Dataset items:
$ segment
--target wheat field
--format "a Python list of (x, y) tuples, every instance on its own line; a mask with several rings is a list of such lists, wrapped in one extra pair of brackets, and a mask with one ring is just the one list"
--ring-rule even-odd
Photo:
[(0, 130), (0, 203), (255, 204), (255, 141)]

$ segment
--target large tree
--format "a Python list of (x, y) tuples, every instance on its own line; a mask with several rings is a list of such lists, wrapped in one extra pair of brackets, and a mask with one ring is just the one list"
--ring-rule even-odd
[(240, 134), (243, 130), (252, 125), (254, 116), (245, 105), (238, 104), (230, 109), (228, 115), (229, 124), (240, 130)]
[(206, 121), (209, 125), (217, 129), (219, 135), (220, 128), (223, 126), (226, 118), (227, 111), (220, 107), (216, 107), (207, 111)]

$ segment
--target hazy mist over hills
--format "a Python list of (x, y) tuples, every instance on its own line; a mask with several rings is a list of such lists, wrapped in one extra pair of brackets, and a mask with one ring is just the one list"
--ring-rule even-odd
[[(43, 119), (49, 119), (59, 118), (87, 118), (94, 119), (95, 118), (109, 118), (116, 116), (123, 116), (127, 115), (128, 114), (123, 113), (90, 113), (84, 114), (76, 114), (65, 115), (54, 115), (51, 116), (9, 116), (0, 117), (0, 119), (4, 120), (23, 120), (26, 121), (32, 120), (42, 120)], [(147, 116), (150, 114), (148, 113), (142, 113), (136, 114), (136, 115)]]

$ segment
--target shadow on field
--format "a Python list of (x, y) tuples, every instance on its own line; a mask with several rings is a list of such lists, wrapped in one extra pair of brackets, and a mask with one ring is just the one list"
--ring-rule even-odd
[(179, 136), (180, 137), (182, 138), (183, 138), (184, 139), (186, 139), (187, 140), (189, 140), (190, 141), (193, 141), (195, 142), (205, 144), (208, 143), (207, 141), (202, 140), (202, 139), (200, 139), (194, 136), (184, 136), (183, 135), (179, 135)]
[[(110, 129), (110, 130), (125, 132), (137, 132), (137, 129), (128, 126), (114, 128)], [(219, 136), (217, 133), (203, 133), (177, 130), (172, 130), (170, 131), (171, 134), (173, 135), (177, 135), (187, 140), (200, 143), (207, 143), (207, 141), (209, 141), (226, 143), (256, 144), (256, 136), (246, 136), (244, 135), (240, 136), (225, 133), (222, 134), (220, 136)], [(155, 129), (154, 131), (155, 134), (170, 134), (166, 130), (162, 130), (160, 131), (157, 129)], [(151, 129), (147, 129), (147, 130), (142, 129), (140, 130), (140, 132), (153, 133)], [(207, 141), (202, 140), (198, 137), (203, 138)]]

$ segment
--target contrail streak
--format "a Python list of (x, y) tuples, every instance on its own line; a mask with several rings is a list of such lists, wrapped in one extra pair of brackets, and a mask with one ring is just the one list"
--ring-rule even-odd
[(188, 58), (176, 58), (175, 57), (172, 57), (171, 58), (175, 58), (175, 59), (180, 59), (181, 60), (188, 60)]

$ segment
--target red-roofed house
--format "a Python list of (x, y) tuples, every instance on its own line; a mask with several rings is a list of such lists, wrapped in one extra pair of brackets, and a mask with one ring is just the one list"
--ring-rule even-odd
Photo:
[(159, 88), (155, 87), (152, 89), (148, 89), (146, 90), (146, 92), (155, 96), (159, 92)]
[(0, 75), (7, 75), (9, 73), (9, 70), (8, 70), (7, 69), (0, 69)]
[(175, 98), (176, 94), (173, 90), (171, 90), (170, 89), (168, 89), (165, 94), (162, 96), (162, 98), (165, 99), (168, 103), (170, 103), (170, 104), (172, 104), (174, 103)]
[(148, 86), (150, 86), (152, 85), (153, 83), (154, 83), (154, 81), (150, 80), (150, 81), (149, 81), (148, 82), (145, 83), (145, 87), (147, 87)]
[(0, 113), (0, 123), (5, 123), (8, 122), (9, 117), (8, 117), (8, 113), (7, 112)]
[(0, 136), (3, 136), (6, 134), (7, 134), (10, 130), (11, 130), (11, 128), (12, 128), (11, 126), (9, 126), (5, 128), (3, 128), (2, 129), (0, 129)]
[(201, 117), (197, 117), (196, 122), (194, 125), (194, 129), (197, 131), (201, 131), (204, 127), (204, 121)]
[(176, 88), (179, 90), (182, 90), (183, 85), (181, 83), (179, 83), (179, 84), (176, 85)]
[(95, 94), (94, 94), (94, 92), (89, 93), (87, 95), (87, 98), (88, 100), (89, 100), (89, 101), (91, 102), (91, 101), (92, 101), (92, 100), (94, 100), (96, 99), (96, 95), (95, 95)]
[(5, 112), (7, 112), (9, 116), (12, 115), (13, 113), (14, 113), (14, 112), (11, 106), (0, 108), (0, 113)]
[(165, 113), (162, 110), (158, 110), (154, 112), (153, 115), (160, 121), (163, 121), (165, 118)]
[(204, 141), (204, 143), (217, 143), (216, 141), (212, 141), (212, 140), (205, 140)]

## [TASK BRIEF]
Every line above needs to be retyped exactly.

## [ANSWER FOR THE TASK]
$ segment
--target wheat field
--format "a Python list of (x, y) tuples, every instance on its own line; a mask with several rings is a list of such lists, wrapped in one extra pair of brackets, and a mask with one ring is just the one list"
--ring-rule even-odd
Photo:
[(0, 130), (0, 203), (255, 204), (255, 141)]

$ segment
--target large tree
--format "a Python list of (x, y) tuples, every instance on its own line; a mask with several rings is a list of such lists, wrapped in one extra pair of brackets, and a mask with one ring is just the one list"
--ring-rule even-odd
[(240, 134), (243, 130), (252, 125), (254, 116), (245, 105), (238, 104), (230, 109), (228, 115), (229, 124), (240, 130)]
[(206, 121), (209, 125), (217, 129), (219, 135), (220, 128), (223, 126), (226, 118), (227, 111), (220, 107), (216, 107), (207, 111)]

$ segment
--target hazy mist over hills
--format "a Python list of (x, y) tuples, every instance on its own line; a mask with several rings is a list of such lists, wrapped in one extra pair of brackets, and a mask with one ring is just the one list"
--ring-rule even-odd
[[(43, 119), (49, 119), (59, 118), (87, 118), (94, 119), (95, 118), (109, 118), (116, 116), (123, 116), (127, 115), (128, 114), (123, 113), (90, 113), (84, 114), (76, 114), (65, 115), (54, 115), (51, 116), (9, 116), (0, 117), (0, 119), (4, 120), (23, 120), (26, 121), (32, 120), (42, 120)], [(147, 116), (150, 114), (148, 113), (142, 113), (136, 114), (136, 115)]]

$ segment
--target shadow on field
--format "a Python list of (x, y) tuples, every instance on its own line; a mask with several rings is a list of such lists, wrapped in one extra pair of brackets, and a mask with one ring is just the one list"
--ring-rule even-odd
[(179, 136), (180, 137), (182, 138), (183, 138), (184, 139), (186, 139), (187, 140), (189, 140), (190, 141), (193, 141), (195, 142), (205, 144), (208, 143), (207, 141), (202, 140), (202, 139), (200, 139), (194, 136), (184, 136), (183, 135), (179, 135)]
[[(110, 129), (110, 130), (125, 132), (137, 132), (137, 129), (128, 126), (114, 128)], [(219, 136), (217, 133), (203, 133), (177, 130), (172, 130), (170, 131), (171, 134), (173, 135), (177, 135), (187, 140), (200, 143), (207, 143), (207, 141), (209, 141), (226, 143), (256, 144), (256, 136), (246, 136), (244, 135), (240, 136), (225, 133), (222, 134), (220, 136)], [(155, 129), (154, 131), (155, 134), (170, 134), (166, 130), (162, 130), (160, 131), (157, 129)], [(151, 129), (147, 129), (147, 130), (142, 129), (140, 130), (140, 132), (153, 133)], [(207, 141), (202, 140), (198, 137), (203, 138)]]

$ segment
--target contrail streak
--format "a Python list of (x, y) tuples, every instance on its own line; a mask with several rings is a list of such lists, wrapped in one extra pair of brackets, and a mask with one ring is just the one list"
--ring-rule even-odd
[(188, 58), (176, 58), (175, 57), (172, 57), (171, 58), (175, 58), (175, 59), (180, 59), (181, 60), (188, 60)]

$ segment
--target red-roofed house
--format "a Python list of (x, y) tuples, every instance on its own line; a mask with several rings is a list of such lists, wrapped in one extra pair of brackets, and a mask with one ring is just the one list"
--ring-rule even-odd
Photo:
[(159, 88), (155, 87), (152, 89), (148, 89), (146, 90), (146, 92), (155, 96), (159, 92)]
[(0, 75), (7, 75), (9, 73), (9, 70), (8, 70), (7, 69), (0, 69)]
[(175, 98), (176, 94), (173, 90), (171, 90), (170, 89), (168, 89), (165, 94), (162, 96), (162, 98), (165, 99), (168, 103), (170, 103), (170, 104), (172, 104), (174, 103)]
[(148, 86), (150, 86), (152, 85), (153, 83), (154, 83), (154, 81), (150, 80), (150, 81), (149, 81), (148, 82), (145, 83), (145, 87), (147, 87)]
[(0, 113), (0, 123), (5, 123), (8, 122), (9, 117), (8, 117), (8, 113), (7, 112)]
[(0, 136), (3, 136), (6, 134), (7, 134), (10, 130), (11, 130), (11, 128), (12, 128), (11, 126), (9, 126), (5, 128), (3, 128), (2, 129), (0, 129)]
[(201, 117), (197, 117), (196, 122), (194, 125), (194, 129), (197, 131), (201, 131), (204, 127), (204, 121)]
[(176, 88), (179, 90), (182, 90), (183, 85), (181, 83), (179, 83), (179, 84), (176, 85)]
[(95, 94), (94, 94), (94, 92), (89, 93), (87, 95), (87, 98), (88, 100), (89, 100), (89, 101), (91, 102), (91, 101), (92, 101), (92, 100), (94, 100), (96, 99), (96, 95), (95, 95)]
[(5, 112), (7, 112), (9, 116), (12, 115), (13, 113), (14, 113), (14, 112), (11, 106), (0, 108), (0, 113)]
[(165, 113), (162, 110), (158, 110), (154, 112), (153, 115), (160, 121), (163, 121), (165, 118)]
[(204, 141), (204, 143), (217, 143), (216, 141), (212, 141), (212, 140), (205, 140)]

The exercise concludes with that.